WHAT THE EXERCISE ASKS: Each entry below is to be reproduced exactly, though any pictures it holds must be omitted.

Point localization data:
◆ ◆ ◆ ◆ ◆

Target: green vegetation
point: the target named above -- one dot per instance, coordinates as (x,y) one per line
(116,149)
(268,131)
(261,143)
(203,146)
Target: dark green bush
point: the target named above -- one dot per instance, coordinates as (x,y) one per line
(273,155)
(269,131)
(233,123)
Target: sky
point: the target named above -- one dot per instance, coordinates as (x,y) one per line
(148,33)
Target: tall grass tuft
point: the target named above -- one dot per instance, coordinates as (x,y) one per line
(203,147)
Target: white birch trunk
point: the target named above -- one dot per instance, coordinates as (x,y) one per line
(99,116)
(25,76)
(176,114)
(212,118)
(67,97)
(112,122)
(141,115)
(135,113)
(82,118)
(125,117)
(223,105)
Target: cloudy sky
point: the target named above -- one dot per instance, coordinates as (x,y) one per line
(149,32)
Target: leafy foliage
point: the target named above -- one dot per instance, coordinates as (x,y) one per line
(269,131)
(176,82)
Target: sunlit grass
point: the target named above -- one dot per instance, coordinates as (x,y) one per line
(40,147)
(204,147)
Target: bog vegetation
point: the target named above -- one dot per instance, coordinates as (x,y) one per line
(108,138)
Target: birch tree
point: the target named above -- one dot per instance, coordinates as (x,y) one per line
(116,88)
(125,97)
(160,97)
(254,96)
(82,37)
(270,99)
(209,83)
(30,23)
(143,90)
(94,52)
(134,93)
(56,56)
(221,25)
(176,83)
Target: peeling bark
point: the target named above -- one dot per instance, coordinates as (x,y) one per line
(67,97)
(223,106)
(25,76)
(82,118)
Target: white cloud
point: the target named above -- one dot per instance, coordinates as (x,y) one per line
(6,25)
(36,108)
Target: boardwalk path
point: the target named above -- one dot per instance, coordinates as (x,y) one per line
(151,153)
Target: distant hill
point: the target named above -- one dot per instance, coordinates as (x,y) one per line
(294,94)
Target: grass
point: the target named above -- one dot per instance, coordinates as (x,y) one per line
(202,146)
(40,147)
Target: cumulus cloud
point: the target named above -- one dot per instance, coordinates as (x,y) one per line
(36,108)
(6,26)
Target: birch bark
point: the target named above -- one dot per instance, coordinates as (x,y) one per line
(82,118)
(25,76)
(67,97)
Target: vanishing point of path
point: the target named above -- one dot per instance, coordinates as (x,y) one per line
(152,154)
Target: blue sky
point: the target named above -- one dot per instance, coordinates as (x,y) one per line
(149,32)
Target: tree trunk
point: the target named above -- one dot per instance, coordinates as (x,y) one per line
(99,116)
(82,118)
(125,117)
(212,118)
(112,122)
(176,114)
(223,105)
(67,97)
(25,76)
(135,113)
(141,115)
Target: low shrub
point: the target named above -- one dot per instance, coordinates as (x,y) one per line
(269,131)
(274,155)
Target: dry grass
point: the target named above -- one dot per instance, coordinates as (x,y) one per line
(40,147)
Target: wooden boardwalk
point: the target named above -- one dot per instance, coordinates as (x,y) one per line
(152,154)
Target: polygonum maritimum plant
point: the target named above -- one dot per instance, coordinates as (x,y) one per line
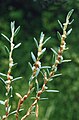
(48,72)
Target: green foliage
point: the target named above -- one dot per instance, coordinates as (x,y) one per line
(36,16)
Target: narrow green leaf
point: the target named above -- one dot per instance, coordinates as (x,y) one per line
(52,91)
(33,57)
(69,31)
(5,37)
(16,46)
(16,31)
(60,24)
(43,98)
(36,42)
(2,74)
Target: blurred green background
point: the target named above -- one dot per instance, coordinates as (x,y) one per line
(35,16)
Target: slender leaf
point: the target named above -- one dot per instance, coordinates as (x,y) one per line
(16,46)
(16,31)
(5,37)
(54,51)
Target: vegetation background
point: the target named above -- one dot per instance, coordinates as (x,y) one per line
(35,16)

◆ ◆ ◆ ◆ ◆

EXERCISE ANSWER:
Target: green vegetation
point: the target named above -- one dot per instance, coordinates as (x,y) one per line
(116,149)
(268,131)
(261,143)
(203,146)
Target: dark green bush
point: the target named above -- one dot per instance, coordinates as (x,y) one per line
(273,155)
(269,131)
(233,123)
Target: sky
point: the target named above -- one dot per instance, coordinates as (x,y) one per line
(148,33)
Target: tall grass tuft
point: the target named above -- one dot per instance, coordinates as (x,y) one per line
(203,147)
Target: white birch trunk
point: the target named above -- one dot per instance, coordinates as (x,y) one per line
(99,116)
(25,76)
(176,114)
(212,118)
(67,97)
(112,122)
(141,115)
(135,113)
(82,118)
(125,117)
(223,105)
Target: cloudy sky
point: the target named above -- one dot per instance, coordinates as (x,y) one per line
(149,32)
Target: leafy foliage
point: the target named above -- one dot per instance, coordinates as (x,y) one per line
(269,131)
(176,82)
Target: sunlit grass
point: the target named above -- one dot per instance, coordinates as (x,y) one per line
(40,147)
(204,147)
Target: bog vegetation
point: the target named above -- one dot per instance, coordinates as (x,y) one per line
(108,138)
Target: birch tree
point: the target named above -- one dot per instance, coordinates as (x,y) one per line
(116,88)
(125,97)
(160,97)
(254,96)
(82,37)
(270,99)
(209,83)
(30,23)
(143,90)
(94,52)
(134,93)
(56,56)
(221,25)
(176,83)
Target: peeling bark
point: the target named above -- one dot per instance, coordinates as (x,y) one per line
(67,97)
(223,106)
(25,76)
(82,118)
Target: white cloud
point: the target named above -- one dot per instance, coordinates as (x,y) one per line
(6,25)
(36,108)
Target: boardwalk path
point: the target named above -- one dot per instance, coordinates as (x,y) one per line
(151,153)
Target: distant hill
point: the target named above -- one dot per instance, coordinates as (x,y) one per line
(294,94)
Target: grass
point: the target named above -- one dot per instance, coordinates as (x,y) one per line
(202,146)
(40,147)
Target: cumulus cloud
point: the target named above -- one dot per instance, coordinates as (x,y) one per line
(36,108)
(6,26)
Target: birch bark
point: the target named above -- one dot per instance, coordinates as (x,y) one per line
(82,118)
(25,76)
(67,97)
Target: vanishing point of path
point: the target named above -- one dot per instance, coordinates as (x,y) one per line
(152,154)
Target: blue sky
point: the target named above -- one dot per instance, coordinates as (x,y) one per line
(149,32)
Target: tree trunk
point: the target named above -- one dot per instance, coordinates as (x,y) one per line
(99,116)
(82,118)
(125,117)
(212,118)
(112,122)
(176,114)
(223,105)
(67,97)
(25,76)
(135,113)
(141,115)
Target: low shrub
point: the target named above -- one dot per instance, coordinates as (x,y) one per line
(269,131)
(274,155)
Target: dry grass
point: the target named above -- one dot per instance, coordinates as (x,y) one per line
(40,147)
Target: wooden boardwalk
point: the target named above -- one dot per instance, coordinates as (x,y) one per line
(152,154)
Target: polygonum maritimum plant
point: the target named above -- one dot per instance, coordinates as (x,y) one per line
(48,72)
Target: green foliage
point: the target named above -- one dot per instance, coordinates as (x,y) one per line
(36,16)
Target: narrow green leaf
point: the target named above -- one dot per instance, coordinates as (x,y) one per line
(52,91)
(33,57)
(69,31)
(5,37)
(16,46)
(16,31)
(60,24)
(43,98)
(36,42)
(2,74)
Target: blurred green background
point: the target named above -- one dot per instance, coordinates as (x,y) one per line
(35,16)
Target: slender leaf
point: the target named above -- one dot per instance, coordinates as (x,y) one per line
(16,46)
(16,31)
(5,37)
(54,51)
Target: vegetation background
point: the target named above -- one dot per instance, coordinates as (x,y) one per line
(35,16)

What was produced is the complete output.